**Instructions for the task**
Copy the lines below word for word, from the line with "Please point out the archivolt" to the line with "(389, 1250)", both included.

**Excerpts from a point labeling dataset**
- - -

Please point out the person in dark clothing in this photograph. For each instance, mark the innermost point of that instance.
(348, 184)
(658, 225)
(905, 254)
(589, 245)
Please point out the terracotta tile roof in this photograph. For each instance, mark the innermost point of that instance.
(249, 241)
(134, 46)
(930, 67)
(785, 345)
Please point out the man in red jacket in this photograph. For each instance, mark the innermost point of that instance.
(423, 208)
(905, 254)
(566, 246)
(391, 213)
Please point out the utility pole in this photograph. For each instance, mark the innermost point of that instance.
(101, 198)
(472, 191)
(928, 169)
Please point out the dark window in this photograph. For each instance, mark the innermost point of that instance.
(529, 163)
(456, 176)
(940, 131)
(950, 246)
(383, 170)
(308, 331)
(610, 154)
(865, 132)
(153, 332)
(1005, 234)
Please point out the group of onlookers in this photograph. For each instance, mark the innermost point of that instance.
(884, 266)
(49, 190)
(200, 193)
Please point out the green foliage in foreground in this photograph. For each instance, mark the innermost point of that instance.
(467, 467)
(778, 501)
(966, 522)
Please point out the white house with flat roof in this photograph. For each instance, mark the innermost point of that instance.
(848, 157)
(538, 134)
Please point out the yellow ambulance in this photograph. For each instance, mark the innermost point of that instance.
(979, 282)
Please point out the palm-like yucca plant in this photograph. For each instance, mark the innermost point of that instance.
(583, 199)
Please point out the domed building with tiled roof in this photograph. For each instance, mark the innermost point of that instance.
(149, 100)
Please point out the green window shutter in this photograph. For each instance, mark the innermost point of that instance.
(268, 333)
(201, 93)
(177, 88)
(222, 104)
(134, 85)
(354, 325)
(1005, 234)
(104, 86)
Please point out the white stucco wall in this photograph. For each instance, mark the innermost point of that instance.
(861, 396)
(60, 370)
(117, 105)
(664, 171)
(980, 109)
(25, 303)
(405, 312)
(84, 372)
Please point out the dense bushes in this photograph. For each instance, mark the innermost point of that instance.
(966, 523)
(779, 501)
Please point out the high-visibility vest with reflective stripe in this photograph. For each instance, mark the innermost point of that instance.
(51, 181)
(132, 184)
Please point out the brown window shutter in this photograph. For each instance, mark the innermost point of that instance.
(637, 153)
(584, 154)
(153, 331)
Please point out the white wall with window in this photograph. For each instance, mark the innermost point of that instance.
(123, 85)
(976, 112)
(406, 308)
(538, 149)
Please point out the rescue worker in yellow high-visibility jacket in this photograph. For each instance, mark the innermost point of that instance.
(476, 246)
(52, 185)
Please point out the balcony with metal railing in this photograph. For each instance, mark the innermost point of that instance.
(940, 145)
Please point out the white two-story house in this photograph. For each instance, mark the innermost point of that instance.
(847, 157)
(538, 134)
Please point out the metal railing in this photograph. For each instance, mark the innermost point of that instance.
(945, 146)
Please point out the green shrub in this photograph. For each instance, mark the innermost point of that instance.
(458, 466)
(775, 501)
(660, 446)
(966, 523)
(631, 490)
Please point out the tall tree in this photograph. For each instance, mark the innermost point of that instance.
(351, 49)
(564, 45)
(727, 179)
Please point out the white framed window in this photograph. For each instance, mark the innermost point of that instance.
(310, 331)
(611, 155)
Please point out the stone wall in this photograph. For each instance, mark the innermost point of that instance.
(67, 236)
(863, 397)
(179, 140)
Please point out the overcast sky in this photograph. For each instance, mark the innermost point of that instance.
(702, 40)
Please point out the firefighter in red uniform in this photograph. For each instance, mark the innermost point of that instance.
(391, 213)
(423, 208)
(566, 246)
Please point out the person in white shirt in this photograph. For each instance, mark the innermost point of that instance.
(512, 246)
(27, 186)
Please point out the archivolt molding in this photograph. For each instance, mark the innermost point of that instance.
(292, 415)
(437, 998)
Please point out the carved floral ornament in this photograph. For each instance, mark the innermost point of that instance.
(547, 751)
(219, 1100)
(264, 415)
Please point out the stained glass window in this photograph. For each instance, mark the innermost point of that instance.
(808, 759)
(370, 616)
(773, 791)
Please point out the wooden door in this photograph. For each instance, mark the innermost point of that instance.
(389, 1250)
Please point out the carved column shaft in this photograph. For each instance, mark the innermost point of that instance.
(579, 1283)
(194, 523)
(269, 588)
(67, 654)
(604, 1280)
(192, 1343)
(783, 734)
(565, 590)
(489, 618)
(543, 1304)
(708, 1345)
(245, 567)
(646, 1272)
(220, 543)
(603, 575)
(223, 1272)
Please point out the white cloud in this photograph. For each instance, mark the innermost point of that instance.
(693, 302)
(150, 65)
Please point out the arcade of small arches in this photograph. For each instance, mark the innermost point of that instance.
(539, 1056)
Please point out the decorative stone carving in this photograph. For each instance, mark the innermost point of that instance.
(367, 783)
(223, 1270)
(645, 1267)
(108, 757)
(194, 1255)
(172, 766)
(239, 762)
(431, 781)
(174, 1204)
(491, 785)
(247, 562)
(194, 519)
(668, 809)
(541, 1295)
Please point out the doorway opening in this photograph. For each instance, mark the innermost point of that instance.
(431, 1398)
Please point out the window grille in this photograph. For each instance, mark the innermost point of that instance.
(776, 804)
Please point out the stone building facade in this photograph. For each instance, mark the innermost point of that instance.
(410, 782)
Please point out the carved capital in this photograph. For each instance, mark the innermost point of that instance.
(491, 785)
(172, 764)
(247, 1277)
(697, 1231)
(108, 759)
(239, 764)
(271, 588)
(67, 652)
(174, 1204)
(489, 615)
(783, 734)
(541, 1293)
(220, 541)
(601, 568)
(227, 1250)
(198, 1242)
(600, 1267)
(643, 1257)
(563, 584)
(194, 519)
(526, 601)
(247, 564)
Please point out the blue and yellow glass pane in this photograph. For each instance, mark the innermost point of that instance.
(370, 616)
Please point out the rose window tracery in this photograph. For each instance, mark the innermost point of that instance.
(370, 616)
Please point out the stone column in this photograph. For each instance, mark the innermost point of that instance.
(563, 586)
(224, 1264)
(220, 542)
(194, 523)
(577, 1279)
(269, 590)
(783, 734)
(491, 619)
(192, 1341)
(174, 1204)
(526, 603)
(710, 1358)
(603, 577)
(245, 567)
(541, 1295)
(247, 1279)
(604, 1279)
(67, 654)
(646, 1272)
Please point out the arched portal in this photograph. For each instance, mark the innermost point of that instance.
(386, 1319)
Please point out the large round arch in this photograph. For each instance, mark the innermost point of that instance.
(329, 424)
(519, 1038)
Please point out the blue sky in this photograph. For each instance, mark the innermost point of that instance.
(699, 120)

- - -

**The answer**
Please point out the archivolt molding in this photograph. For each instance, mark the innermost point of that instance.
(292, 415)
(437, 998)
Please point out the carved floral ornament in this photograph. For each instance, mark the innermost point of that instance.
(547, 751)
(219, 1100)
(264, 415)
Please point out the stained glass window in this photograph. For each instance, mark the innermost point of that instance.
(808, 759)
(370, 616)
(773, 791)
Please point out the wooden door in this photograph. For each instance, mark the innermost point of that instance.
(389, 1250)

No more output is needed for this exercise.